Could you rewrite the records, from the line with "Locate the white cloud, then" through the end, as a Markdown table with the columns Row and Line? Put one line per row, number the rows, and leave out blank lines.
** start DATA TO PROCESS **
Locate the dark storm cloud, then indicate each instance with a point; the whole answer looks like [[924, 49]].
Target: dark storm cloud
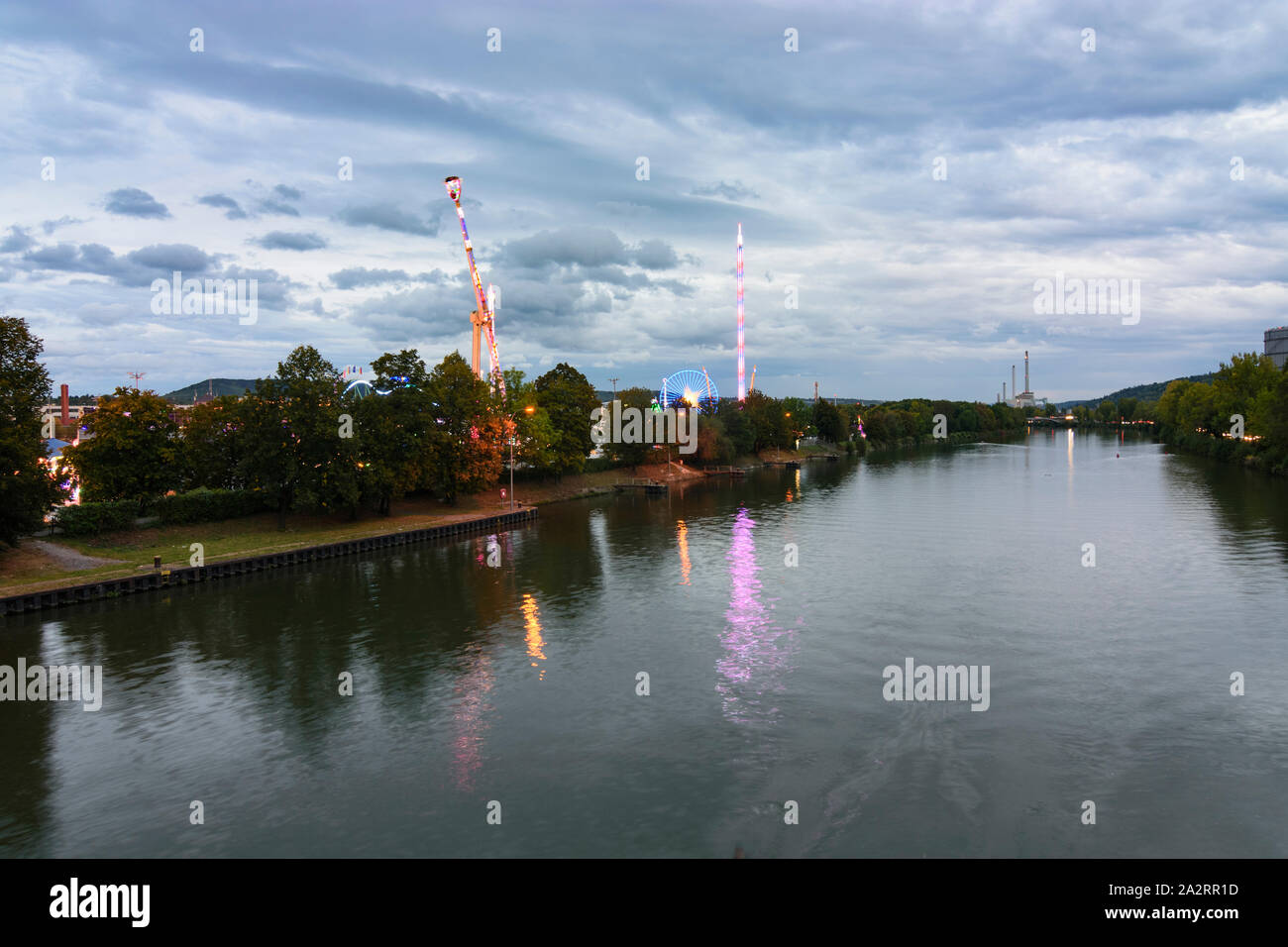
[[226, 202], [386, 217], [137, 268], [1057, 158], [132, 201], [356, 277], [592, 247], [734, 191], [281, 240]]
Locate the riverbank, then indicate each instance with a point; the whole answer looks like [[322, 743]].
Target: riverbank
[[55, 562], [1245, 454], [957, 437]]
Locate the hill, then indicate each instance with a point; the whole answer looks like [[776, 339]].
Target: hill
[[1147, 392], [210, 385]]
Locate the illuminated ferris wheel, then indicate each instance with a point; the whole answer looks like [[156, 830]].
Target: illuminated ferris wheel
[[691, 386]]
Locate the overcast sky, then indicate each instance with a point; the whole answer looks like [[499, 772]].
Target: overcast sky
[[1106, 163]]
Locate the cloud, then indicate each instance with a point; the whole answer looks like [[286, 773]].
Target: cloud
[[137, 268], [590, 247], [656, 254], [361, 275], [279, 240], [133, 202], [17, 241], [386, 217], [270, 206], [51, 226], [734, 191], [224, 201]]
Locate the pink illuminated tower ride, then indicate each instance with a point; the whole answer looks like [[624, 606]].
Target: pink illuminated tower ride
[[483, 317], [742, 364]]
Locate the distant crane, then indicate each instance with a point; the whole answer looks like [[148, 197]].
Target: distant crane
[[482, 317]]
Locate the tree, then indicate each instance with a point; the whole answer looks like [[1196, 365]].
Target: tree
[[132, 449], [27, 486], [468, 440], [1197, 410], [294, 446], [394, 432], [210, 446], [638, 450], [1170, 402], [1244, 386], [406, 368], [568, 399], [828, 423]]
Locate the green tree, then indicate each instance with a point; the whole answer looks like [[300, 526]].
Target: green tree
[[294, 446], [468, 442], [27, 486], [394, 432], [1197, 410], [210, 446], [568, 398], [636, 450], [130, 451], [828, 423], [1244, 386], [1170, 402]]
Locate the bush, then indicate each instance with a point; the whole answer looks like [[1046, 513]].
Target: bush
[[209, 505], [93, 518]]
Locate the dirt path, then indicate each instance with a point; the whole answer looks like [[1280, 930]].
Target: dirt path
[[68, 560]]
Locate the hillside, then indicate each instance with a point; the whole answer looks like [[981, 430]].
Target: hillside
[[217, 386], [1147, 392]]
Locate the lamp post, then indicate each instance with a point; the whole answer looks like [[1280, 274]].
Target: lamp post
[[527, 410]]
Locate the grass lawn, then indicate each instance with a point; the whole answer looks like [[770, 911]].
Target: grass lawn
[[30, 569]]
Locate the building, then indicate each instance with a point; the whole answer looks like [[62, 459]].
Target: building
[[1020, 398], [1276, 346]]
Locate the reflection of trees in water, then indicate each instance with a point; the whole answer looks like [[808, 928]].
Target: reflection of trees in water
[[26, 744], [758, 652], [1249, 504]]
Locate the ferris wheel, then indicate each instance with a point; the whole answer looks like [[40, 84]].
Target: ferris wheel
[[692, 386]]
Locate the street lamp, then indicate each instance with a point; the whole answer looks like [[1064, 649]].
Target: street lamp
[[527, 410]]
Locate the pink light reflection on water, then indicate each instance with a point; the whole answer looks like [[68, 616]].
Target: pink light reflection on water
[[758, 652]]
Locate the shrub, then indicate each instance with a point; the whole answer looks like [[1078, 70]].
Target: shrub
[[93, 518], [209, 505]]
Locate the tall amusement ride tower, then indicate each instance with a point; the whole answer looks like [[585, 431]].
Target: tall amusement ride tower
[[742, 365]]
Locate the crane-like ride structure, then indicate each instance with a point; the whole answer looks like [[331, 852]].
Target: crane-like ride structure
[[482, 318]]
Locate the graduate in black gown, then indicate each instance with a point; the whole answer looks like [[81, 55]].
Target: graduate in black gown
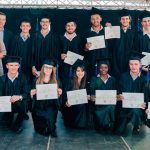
[[104, 115], [22, 47], [142, 42], [45, 44], [76, 116], [96, 30], [6, 37], [15, 85], [44, 112], [132, 82], [120, 48]]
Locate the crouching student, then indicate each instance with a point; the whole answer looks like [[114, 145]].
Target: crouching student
[[15, 85], [44, 112], [131, 82], [104, 115], [76, 116]]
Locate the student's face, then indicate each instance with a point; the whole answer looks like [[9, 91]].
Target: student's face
[[12, 67], [103, 68], [45, 23], [48, 69], [2, 21], [70, 27], [134, 66], [125, 21], [96, 20], [80, 73], [25, 27], [146, 23]]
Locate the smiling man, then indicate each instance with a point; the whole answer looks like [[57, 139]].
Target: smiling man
[[15, 85]]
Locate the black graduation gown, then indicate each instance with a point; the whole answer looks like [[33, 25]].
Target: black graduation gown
[[47, 46], [142, 42], [92, 56], [132, 115], [44, 115], [104, 115], [74, 46], [23, 49], [18, 87], [120, 51], [75, 116]]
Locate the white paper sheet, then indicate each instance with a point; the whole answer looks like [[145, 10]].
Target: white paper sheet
[[105, 97], [97, 42], [77, 97], [46, 91], [5, 104], [112, 32], [133, 100]]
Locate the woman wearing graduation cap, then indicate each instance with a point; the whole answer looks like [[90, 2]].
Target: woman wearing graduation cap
[[104, 115], [15, 85], [44, 112], [133, 82], [76, 116]]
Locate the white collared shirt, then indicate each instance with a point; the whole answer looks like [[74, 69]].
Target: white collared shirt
[[12, 79], [70, 37]]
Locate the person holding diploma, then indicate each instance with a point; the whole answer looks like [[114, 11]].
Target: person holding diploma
[[76, 116], [132, 82], [15, 85], [104, 115], [44, 112], [96, 30]]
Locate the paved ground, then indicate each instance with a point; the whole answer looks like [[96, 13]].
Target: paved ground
[[71, 139]]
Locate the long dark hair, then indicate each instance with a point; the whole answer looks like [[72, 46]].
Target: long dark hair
[[82, 85]]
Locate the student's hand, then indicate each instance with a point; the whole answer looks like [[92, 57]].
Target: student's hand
[[63, 56], [120, 97], [32, 92], [2, 55], [88, 97], [34, 71], [93, 97], [88, 45], [14, 98], [108, 24], [143, 105], [144, 68], [67, 104], [59, 92]]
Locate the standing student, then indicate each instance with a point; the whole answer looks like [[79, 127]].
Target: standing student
[[15, 85], [96, 30], [104, 115], [45, 44], [44, 112], [76, 116], [133, 82]]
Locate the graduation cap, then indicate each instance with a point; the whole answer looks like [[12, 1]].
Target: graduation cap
[[124, 12], [13, 59], [134, 55], [145, 14], [95, 11]]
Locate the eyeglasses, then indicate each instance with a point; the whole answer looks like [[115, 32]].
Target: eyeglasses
[[47, 67]]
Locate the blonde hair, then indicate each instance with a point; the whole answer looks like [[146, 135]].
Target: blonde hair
[[52, 79]]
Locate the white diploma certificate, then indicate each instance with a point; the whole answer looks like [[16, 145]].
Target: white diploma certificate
[[46, 91], [112, 32], [106, 97], [146, 59], [148, 115], [72, 58], [97, 42], [77, 97], [5, 104], [132, 100]]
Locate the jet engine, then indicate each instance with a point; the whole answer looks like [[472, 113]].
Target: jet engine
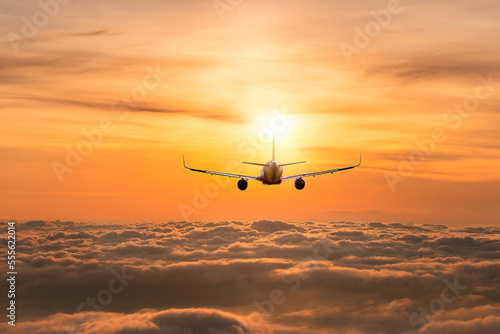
[[242, 184], [300, 183]]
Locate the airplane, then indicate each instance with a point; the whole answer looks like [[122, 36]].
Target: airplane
[[271, 173]]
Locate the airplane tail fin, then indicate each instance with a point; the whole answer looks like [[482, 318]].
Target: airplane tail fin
[[254, 163], [293, 163]]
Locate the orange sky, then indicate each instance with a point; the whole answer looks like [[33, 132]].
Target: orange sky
[[208, 84]]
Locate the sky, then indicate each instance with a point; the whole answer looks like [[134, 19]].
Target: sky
[[100, 100]]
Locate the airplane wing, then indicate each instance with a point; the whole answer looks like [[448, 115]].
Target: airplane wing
[[322, 172], [219, 173]]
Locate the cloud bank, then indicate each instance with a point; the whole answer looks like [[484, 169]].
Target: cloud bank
[[258, 277]]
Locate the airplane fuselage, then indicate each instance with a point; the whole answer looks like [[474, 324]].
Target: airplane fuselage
[[271, 173]]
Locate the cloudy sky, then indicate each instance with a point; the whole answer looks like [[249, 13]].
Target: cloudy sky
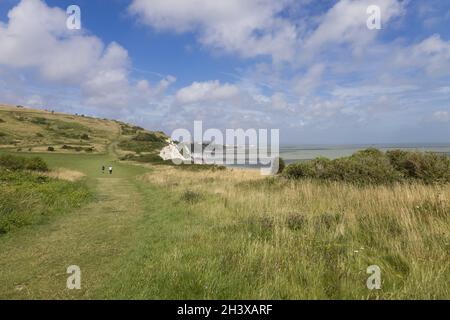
[[312, 69]]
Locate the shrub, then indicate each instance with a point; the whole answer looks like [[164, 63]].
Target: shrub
[[21, 163], [372, 166], [427, 167]]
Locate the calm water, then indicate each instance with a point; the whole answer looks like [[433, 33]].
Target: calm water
[[292, 154], [295, 153]]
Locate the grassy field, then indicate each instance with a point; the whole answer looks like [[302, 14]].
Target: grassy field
[[162, 232]]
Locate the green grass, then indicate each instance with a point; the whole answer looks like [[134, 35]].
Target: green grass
[[161, 232], [28, 198]]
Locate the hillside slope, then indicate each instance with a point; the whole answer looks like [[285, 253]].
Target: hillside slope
[[30, 130]]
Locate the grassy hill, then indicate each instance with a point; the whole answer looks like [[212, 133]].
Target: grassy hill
[[30, 130], [170, 232]]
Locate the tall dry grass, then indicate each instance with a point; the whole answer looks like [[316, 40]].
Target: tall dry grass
[[275, 238]]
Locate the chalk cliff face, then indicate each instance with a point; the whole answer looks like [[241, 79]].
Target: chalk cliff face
[[172, 152]]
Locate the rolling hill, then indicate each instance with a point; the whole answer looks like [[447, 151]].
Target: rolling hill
[[30, 130]]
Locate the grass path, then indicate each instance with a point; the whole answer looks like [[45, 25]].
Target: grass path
[[33, 261]]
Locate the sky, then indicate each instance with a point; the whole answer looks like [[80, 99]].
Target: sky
[[312, 69]]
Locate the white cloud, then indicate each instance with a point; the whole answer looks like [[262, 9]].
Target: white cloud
[[206, 91], [36, 38], [441, 116], [249, 28], [345, 23]]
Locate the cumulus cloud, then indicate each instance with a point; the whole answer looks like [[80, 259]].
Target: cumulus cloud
[[249, 28], [432, 55], [345, 23], [206, 91], [441, 116], [36, 38]]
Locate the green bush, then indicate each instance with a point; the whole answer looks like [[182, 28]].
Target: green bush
[[428, 167], [15, 163], [372, 166]]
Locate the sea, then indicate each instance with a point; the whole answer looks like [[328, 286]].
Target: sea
[[296, 153]]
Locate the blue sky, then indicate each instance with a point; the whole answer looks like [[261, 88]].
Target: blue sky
[[309, 68]]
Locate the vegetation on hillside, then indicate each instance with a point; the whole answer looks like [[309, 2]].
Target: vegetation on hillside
** end DATA TO PROCESS **
> _RESULT OF THE EXERCISE_:
| Row | Line |
|---|---|
| 1 | Locate the white cloud, then indicate each instance with a point; the whole answer looks like [[262, 9]]. |
| 2 | Target: white cloud |
| 3 | [[206, 91], [36, 38], [441, 116], [249, 28], [345, 23]] |
| 4 | Locate the cumulus cloud, then indicate each instance with a point; the whole answer looks like [[80, 259]]. |
| 5 | Target: cumulus cloud |
| 6 | [[249, 28], [432, 55], [345, 23], [206, 91], [441, 116], [36, 38]] |
| 7 | Locate the green bush, then indicate each instance with a point; the whole answer looks like [[182, 28]]. |
| 8 | Target: green bush |
| 9 | [[428, 167], [15, 163], [372, 166]] |
| 10 | Locate the sea, then indicate each instance with a point; the whole answer looks like [[328, 286]]. |
| 11 | Target: sea |
| 12 | [[296, 153]] |
| 13 | Locate the blue sky, then indicate each instance with a point; the whole answer looks like [[261, 88]]. |
| 14 | Target: blue sky |
| 15 | [[309, 68]] |
| 16 | Locate the vegetation on hillside, then indicate each instance with a point; the whole answer looks like [[309, 2]]. |
| 17 | Target: vegetation on hillside |